§ Work to be completed: List each line in the material below that contains the word "grey", copying every such line in full.

§ Exercise materials:
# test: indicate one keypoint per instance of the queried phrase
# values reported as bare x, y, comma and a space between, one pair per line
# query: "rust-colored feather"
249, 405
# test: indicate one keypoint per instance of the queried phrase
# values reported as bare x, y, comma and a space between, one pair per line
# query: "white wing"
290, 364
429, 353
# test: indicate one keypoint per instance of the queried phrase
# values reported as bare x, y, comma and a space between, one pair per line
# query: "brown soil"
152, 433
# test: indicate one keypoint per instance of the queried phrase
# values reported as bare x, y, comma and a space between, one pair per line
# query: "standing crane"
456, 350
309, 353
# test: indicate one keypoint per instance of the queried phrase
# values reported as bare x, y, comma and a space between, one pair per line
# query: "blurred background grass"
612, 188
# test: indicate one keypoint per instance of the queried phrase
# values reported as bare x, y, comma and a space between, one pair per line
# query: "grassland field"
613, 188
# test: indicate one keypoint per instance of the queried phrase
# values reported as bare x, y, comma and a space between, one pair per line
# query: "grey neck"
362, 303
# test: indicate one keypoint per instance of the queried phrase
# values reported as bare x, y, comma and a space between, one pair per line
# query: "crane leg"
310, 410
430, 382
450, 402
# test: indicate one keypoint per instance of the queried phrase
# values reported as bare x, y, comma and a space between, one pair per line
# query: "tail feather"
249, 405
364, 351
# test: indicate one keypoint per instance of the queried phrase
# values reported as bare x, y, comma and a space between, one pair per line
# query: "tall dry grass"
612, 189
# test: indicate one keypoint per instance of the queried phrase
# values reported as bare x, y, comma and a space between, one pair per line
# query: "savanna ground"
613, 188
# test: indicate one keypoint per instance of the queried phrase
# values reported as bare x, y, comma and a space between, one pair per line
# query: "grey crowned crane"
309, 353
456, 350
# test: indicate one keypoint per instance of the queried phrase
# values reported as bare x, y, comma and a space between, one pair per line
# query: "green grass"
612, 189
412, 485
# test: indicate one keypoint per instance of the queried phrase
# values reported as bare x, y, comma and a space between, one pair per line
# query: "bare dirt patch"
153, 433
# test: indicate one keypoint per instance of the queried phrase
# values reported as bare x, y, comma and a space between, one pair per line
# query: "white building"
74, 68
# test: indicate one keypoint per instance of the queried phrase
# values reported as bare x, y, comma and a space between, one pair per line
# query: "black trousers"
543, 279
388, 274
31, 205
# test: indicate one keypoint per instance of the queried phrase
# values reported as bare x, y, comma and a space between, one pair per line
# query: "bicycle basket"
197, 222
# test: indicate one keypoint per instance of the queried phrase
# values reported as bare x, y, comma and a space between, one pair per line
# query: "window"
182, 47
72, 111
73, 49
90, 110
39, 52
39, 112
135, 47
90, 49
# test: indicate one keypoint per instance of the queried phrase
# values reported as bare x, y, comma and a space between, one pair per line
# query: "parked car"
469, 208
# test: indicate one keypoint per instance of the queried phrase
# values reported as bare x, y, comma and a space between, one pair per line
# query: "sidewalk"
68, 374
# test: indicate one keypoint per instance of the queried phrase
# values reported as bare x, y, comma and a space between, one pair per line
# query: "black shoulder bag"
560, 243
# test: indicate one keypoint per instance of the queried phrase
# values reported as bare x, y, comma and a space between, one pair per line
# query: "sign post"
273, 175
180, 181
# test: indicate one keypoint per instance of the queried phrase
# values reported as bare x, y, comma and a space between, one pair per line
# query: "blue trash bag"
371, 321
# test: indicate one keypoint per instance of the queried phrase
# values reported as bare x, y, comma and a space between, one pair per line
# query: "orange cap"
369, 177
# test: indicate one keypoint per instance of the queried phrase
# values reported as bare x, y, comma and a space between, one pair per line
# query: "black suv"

§ Answer in full:
# query: "grey neck"
# query: "grey crowned crane"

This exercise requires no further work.